> TASK GOAL
Please extract each line below that contains the word "cart".
☆ ☆ ☆ ☆ ☆ ☆ ☆
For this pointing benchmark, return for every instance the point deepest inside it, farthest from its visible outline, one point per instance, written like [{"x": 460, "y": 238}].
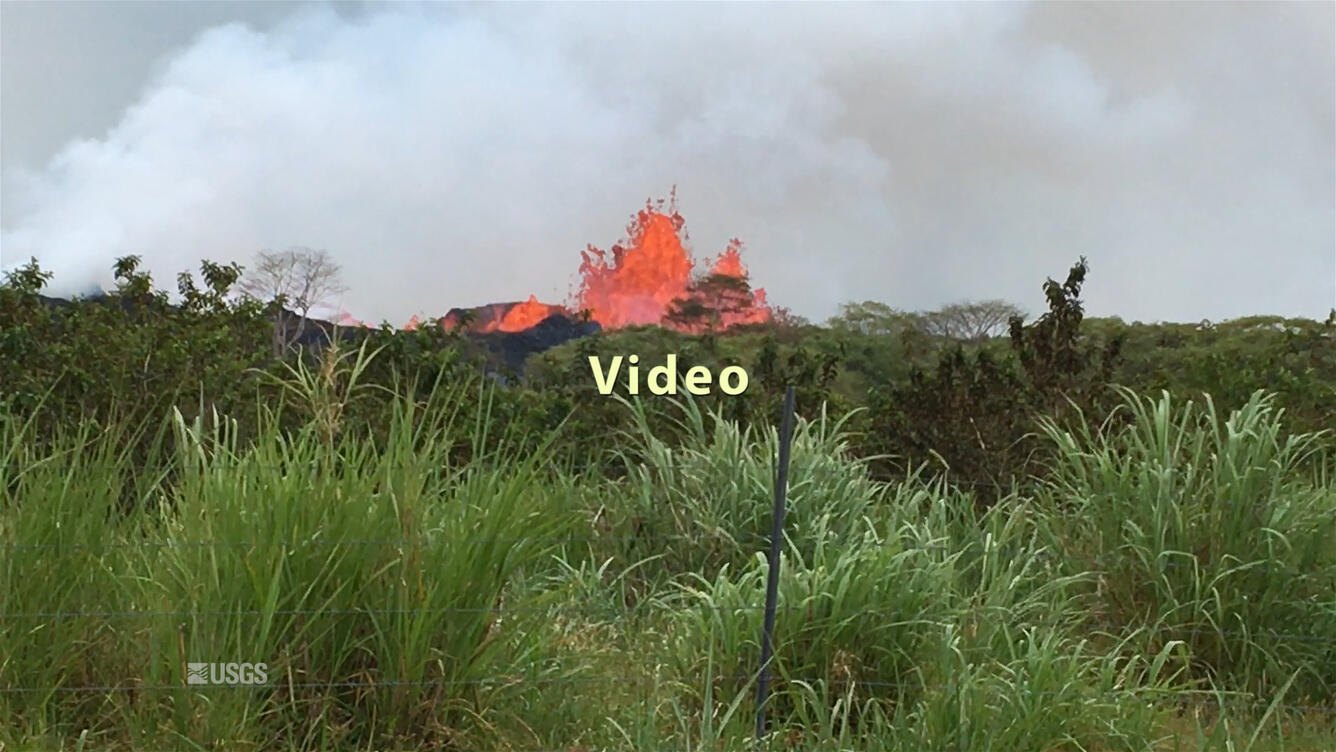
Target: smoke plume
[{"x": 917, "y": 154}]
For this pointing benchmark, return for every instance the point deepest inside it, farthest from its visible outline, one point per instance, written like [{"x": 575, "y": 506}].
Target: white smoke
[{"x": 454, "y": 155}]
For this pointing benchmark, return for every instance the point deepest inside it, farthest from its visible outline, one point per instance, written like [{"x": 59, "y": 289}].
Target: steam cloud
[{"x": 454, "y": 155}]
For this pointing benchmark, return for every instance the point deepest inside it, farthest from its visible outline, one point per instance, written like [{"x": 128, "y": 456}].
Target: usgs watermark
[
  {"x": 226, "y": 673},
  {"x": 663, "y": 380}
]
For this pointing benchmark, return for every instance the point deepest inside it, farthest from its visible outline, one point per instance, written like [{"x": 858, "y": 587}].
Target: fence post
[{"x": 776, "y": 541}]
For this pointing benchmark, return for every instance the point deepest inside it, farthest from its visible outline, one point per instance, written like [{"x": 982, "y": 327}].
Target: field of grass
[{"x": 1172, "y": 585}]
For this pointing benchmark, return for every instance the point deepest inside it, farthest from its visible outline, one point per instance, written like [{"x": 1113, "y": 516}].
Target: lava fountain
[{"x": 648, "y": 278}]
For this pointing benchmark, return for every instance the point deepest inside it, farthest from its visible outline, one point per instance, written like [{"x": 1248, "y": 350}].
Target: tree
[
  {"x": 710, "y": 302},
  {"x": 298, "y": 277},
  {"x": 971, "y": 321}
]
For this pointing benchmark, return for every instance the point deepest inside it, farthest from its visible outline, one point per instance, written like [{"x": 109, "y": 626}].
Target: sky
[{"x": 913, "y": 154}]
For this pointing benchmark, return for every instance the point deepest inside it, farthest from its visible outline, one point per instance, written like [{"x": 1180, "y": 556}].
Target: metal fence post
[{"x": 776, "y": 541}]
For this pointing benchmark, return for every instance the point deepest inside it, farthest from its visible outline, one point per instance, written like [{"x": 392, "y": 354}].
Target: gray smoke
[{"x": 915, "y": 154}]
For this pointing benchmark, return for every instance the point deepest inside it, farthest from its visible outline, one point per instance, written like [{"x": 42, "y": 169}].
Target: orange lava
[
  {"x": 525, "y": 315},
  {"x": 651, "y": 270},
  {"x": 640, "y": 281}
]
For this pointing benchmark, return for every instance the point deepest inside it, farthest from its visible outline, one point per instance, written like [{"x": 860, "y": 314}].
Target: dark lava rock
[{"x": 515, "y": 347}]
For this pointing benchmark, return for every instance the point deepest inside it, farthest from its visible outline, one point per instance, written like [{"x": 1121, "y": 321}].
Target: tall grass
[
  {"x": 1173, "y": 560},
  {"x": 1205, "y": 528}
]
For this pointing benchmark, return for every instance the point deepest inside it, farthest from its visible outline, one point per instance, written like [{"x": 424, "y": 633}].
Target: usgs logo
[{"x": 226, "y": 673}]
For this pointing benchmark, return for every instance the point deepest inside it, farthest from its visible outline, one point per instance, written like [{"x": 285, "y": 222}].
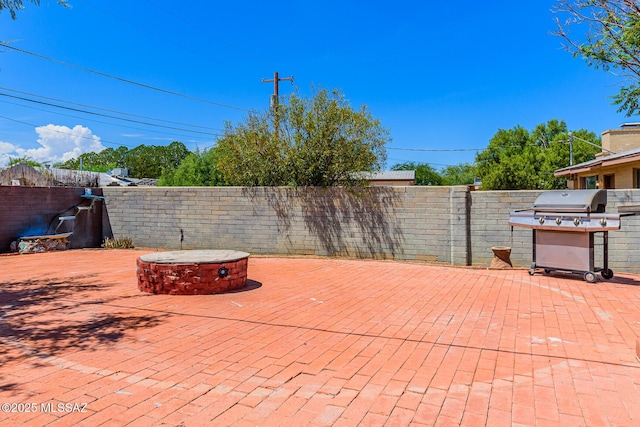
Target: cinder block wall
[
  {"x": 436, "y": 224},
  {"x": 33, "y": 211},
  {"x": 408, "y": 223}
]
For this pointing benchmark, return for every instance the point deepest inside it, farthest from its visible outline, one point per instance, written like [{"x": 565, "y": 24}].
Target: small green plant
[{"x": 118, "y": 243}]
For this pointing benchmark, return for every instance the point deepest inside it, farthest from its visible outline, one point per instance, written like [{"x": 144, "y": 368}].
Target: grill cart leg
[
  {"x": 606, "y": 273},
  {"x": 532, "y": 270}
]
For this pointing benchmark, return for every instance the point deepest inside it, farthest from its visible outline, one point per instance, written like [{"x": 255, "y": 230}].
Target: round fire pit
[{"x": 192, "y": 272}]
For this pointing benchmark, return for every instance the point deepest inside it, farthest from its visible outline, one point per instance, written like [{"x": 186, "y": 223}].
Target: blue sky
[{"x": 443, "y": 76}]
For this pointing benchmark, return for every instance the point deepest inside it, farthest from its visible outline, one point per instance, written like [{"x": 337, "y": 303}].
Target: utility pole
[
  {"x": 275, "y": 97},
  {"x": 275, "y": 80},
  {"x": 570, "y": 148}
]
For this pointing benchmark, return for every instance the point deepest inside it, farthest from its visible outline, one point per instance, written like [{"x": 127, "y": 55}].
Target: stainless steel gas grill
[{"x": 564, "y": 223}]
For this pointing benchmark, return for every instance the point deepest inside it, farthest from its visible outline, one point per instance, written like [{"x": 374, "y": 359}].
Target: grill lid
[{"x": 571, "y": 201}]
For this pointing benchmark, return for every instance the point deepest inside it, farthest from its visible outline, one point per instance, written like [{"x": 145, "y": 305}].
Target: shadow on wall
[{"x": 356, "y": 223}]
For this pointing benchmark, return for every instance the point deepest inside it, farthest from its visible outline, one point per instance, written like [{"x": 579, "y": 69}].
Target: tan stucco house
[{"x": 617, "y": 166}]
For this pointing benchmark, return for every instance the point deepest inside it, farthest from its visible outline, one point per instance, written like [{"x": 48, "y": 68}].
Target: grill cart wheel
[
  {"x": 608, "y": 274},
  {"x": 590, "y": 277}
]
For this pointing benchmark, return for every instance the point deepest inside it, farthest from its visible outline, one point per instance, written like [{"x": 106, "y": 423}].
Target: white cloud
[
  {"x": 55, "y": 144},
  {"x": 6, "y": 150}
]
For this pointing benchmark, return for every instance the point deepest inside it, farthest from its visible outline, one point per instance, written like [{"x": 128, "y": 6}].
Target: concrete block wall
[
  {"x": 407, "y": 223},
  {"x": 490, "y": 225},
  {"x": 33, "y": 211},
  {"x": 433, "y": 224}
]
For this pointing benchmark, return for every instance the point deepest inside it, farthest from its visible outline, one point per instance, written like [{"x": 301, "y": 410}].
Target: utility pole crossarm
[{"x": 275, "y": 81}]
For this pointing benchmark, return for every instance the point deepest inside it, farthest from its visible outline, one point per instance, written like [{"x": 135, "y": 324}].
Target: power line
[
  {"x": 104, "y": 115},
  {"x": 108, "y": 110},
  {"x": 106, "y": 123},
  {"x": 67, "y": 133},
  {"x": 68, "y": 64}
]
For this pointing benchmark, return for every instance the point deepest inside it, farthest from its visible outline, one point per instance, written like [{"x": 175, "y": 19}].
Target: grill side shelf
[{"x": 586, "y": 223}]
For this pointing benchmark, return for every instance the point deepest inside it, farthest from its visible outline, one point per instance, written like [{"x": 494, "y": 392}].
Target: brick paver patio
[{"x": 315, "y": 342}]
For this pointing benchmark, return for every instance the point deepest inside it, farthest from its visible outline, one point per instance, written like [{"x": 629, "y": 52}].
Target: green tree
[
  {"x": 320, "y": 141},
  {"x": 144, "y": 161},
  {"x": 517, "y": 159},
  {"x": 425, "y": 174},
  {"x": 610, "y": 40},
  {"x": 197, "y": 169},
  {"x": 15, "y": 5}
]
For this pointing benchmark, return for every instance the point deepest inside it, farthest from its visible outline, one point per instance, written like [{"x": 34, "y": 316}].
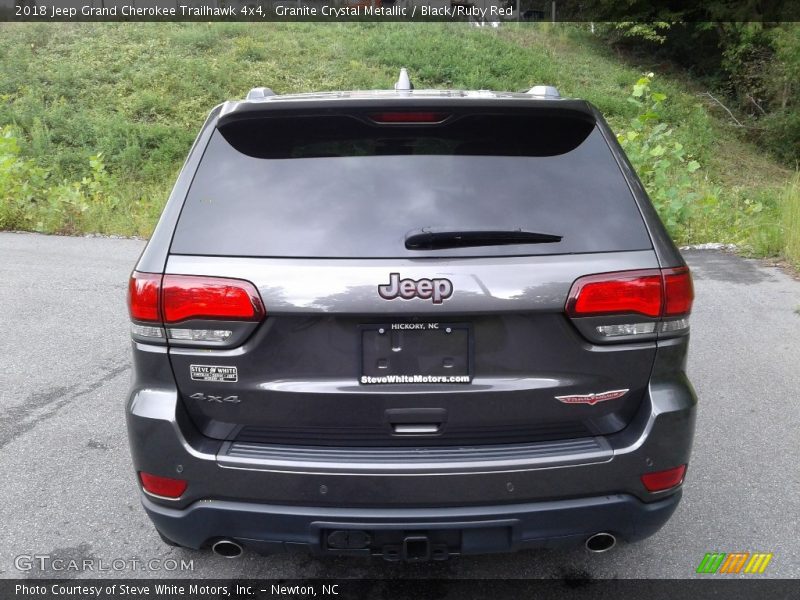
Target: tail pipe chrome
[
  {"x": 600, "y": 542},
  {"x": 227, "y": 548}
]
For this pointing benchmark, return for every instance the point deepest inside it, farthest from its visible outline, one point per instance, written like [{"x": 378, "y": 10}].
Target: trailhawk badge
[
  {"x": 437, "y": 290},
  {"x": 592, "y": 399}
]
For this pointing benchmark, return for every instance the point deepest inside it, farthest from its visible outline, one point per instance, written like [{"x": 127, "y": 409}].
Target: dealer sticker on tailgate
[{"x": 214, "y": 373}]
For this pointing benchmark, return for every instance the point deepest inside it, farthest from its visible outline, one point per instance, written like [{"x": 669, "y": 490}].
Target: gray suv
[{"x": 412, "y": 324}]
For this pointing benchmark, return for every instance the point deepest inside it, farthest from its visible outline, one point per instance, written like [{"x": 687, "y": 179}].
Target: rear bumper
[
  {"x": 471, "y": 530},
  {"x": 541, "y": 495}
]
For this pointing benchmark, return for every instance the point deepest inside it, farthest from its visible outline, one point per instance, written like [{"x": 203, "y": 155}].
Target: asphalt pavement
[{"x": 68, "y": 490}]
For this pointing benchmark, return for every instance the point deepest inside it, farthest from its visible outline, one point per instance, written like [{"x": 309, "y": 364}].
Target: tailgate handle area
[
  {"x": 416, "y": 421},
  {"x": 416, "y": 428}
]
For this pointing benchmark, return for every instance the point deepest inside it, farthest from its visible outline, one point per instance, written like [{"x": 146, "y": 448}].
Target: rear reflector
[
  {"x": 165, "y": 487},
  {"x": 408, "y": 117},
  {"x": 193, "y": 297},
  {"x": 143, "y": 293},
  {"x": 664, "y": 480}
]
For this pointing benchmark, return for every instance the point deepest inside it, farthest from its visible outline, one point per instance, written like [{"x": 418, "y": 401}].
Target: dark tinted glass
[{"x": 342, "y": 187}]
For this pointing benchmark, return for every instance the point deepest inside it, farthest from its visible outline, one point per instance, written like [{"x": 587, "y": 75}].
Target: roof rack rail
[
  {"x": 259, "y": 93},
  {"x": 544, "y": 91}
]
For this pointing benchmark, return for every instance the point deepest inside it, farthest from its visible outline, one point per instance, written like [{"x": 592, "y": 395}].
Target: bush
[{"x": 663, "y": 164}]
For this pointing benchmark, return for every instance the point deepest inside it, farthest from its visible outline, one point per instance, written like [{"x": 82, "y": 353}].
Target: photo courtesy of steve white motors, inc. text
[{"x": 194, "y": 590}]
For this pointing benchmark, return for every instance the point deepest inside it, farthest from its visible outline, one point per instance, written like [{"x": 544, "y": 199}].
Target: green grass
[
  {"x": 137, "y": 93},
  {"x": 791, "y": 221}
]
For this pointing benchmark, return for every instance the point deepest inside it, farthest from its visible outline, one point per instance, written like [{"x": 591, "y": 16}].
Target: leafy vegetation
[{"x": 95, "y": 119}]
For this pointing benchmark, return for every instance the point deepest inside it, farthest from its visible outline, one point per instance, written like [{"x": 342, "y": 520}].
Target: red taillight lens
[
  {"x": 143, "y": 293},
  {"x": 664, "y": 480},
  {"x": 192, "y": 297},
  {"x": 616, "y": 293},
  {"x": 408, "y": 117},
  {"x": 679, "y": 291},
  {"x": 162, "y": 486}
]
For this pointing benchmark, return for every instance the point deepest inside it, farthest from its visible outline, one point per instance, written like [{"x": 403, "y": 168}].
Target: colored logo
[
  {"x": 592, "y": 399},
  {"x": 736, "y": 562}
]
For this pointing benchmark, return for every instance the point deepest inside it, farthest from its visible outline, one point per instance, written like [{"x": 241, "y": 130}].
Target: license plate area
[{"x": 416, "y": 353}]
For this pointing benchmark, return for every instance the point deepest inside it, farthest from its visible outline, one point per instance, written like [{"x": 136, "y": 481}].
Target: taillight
☆ ☆ ☆ ☆ ☆ ☆ ☆
> PROBLEM SOLUTION
Target: grill cart leg
Target: grill cart wheel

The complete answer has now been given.